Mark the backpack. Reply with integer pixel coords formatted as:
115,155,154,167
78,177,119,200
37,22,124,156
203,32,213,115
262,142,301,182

==========

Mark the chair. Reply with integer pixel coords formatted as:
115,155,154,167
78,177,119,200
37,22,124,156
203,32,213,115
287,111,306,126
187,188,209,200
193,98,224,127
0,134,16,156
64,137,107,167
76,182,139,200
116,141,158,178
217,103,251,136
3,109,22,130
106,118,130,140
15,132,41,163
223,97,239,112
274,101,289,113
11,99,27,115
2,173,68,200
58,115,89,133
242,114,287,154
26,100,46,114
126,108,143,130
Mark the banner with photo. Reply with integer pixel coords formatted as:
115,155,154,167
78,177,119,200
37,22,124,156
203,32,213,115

==========

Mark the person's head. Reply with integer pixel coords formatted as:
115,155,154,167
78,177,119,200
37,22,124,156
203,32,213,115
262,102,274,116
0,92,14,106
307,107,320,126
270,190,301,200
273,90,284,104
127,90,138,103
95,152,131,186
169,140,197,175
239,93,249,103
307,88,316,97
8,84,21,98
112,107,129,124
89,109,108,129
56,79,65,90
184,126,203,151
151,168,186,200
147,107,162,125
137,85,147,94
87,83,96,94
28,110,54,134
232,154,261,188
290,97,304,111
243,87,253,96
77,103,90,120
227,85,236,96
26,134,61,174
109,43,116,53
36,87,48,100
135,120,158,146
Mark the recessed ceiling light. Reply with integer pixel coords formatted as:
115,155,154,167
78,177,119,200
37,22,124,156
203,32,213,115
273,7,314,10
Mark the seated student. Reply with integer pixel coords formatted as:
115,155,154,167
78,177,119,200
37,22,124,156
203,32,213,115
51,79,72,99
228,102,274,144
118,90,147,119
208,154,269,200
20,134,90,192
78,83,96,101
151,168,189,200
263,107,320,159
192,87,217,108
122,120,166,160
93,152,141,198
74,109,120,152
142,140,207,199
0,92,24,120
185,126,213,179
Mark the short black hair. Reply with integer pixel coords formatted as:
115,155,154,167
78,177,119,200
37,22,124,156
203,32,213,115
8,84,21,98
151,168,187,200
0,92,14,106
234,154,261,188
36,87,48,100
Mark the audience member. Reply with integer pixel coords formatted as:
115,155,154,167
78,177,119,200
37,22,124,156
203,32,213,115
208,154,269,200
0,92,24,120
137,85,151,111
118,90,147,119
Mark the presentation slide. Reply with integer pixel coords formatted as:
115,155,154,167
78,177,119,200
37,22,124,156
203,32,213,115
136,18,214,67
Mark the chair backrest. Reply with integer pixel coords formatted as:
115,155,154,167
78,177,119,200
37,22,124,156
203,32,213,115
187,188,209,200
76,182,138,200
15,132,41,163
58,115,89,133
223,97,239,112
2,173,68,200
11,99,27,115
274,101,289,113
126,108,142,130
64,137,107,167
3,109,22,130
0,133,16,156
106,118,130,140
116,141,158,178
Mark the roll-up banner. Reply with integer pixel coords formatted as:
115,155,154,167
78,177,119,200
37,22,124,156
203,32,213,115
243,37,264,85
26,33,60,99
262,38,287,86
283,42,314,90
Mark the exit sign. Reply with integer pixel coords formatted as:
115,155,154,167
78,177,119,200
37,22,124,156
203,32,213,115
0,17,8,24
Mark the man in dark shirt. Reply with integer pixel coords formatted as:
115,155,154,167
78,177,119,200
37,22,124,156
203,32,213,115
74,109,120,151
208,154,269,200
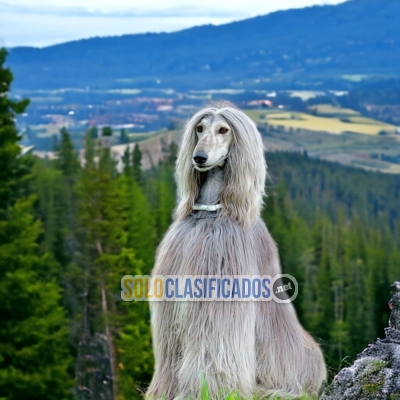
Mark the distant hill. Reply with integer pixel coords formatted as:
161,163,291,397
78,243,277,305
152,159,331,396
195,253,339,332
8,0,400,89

==========

Goal of the exercise: Gather every line from the items above that contains the word "chair", and copy each one out in full.

Result below:
Mark the chair. Reply with integer pixel coords formatted as:
Mark the chair backrest. Reply with integer pixel coords formatted as:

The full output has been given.